Start RECORDED DATA

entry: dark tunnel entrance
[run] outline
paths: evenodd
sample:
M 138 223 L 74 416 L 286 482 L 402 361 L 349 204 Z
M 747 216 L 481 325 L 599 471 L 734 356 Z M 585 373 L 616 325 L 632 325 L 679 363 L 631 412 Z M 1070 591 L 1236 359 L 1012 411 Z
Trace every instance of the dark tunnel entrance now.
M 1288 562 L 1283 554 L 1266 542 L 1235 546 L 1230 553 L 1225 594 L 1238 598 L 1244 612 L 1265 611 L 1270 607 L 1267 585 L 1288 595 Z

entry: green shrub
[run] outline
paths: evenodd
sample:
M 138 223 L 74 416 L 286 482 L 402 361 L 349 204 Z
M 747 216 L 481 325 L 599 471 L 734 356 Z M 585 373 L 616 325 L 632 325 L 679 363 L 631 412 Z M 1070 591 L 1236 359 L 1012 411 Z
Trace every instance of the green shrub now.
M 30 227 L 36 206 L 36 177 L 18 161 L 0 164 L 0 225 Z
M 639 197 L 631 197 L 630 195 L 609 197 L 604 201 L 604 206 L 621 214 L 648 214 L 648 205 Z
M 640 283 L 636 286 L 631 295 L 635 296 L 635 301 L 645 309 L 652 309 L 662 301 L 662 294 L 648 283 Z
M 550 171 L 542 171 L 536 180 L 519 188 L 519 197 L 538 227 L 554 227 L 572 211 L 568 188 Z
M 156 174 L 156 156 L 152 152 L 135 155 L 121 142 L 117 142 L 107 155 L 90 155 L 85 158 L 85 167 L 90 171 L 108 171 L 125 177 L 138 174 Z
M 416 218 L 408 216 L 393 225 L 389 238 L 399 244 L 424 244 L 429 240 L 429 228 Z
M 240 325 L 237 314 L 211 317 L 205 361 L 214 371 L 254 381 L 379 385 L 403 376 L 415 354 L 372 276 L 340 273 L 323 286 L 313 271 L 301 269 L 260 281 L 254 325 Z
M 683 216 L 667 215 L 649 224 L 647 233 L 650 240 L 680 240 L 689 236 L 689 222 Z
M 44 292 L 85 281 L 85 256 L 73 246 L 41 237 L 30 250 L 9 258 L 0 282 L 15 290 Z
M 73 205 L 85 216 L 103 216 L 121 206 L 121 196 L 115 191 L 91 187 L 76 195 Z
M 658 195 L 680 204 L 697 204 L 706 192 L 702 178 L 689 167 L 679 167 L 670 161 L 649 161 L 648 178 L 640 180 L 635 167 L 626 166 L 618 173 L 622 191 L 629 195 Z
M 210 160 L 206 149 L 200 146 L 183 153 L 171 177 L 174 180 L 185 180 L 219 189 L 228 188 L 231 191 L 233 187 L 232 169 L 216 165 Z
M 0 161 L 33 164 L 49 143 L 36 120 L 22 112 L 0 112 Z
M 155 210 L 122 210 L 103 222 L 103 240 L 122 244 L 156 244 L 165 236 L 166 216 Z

End RECORDED DATA

_WHAT YOU ARE ASKED TO DO_
Repeat every record, keeping each word and mark exactly as it is.

_THE RESULT_
entry: dark tunnel entrance
[run] outline
paths: evenodd
sample:
M 138 223 L 74 416 L 286 482 L 402 361 L 349 204 Z
M 747 216 L 481 325 L 599 471 L 734 356 Z M 585 373 L 616 325 L 632 325 L 679 363 L 631 412 Z M 1070 591 L 1236 359 L 1012 411 Z
Trace every instance of the dark tunnel entrance now.
M 1288 562 L 1283 554 L 1266 542 L 1235 546 L 1230 553 L 1225 594 L 1238 598 L 1244 612 L 1265 611 L 1270 607 L 1267 585 L 1288 595 Z

entry: green shrub
[run] outline
paths: evenodd
sample:
M 138 223 L 74 416 L 286 482 L 402 361 L 349 204 Z
M 747 216 L 481 325 L 599 471 L 734 356 Z M 585 373 L 616 325 L 632 325 L 679 363 L 631 412 Z M 1070 591 L 1236 359 L 1012 411 Z
Trace every instance of the green shrub now.
M 30 227 L 36 206 L 36 177 L 18 161 L 0 164 L 0 225 Z
M 639 197 L 631 197 L 630 195 L 609 197 L 604 201 L 604 206 L 621 214 L 648 214 L 648 205 Z
M 640 283 L 636 286 L 631 295 L 635 296 L 635 301 L 645 309 L 652 309 L 662 301 L 662 294 L 648 283 Z
M 550 171 L 542 171 L 536 180 L 519 188 L 519 197 L 538 227 L 554 227 L 572 211 L 568 188 Z
M 156 174 L 156 156 L 152 152 L 135 155 L 121 142 L 117 142 L 107 155 L 90 155 L 85 158 L 85 167 L 90 171 L 108 171 L 125 177 L 138 174 Z
M 416 218 L 408 216 L 393 225 L 389 238 L 399 244 L 424 244 L 429 240 L 429 228 Z
M 240 325 L 237 314 L 211 317 L 205 361 L 214 371 L 254 381 L 379 385 L 403 376 L 415 354 L 372 276 L 340 273 L 323 286 L 313 271 L 301 269 L 260 281 L 254 325 Z
M 683 216 L 667 215 L 649 224 L 647 233 L 650 240 L 680 240 L 689 236 L 689 222 Z
M 44 292 L 85 281 L 85 256 L 73 246 L 41 237 L 30 250 L 9 258 L 0 282 L 15 290 Z
M 73 205 L 85 216 L 103 216 L 121 206 L 121 196 L 115 191 L 91 187 L 76 195 Z
M 658 195 L 680 204 L 697 204 L 706 192 L 702 178 L 689 167 L 679 167 L 670 161 L 649 161 L 648 178 L 640 180 L 635 167 L 626 166 L 618 173 L 622 191 L 629 195 Z
M 210 160 L 206 149 L 200 146 L 183 153 L 171 177 L 174 180 L 185 180 L 219 189 L 228 188 L 231 191 L 233 187 L 232 169 L 216 165 Z
M 0 161 L 33 164 L 49 143 L 36 120 L 22 112 L 0 112 Z
M 155 210 L 122 210 L 103 222 L 103 240 L 122 244 L 156 244 L 165 236 L 166 216 Z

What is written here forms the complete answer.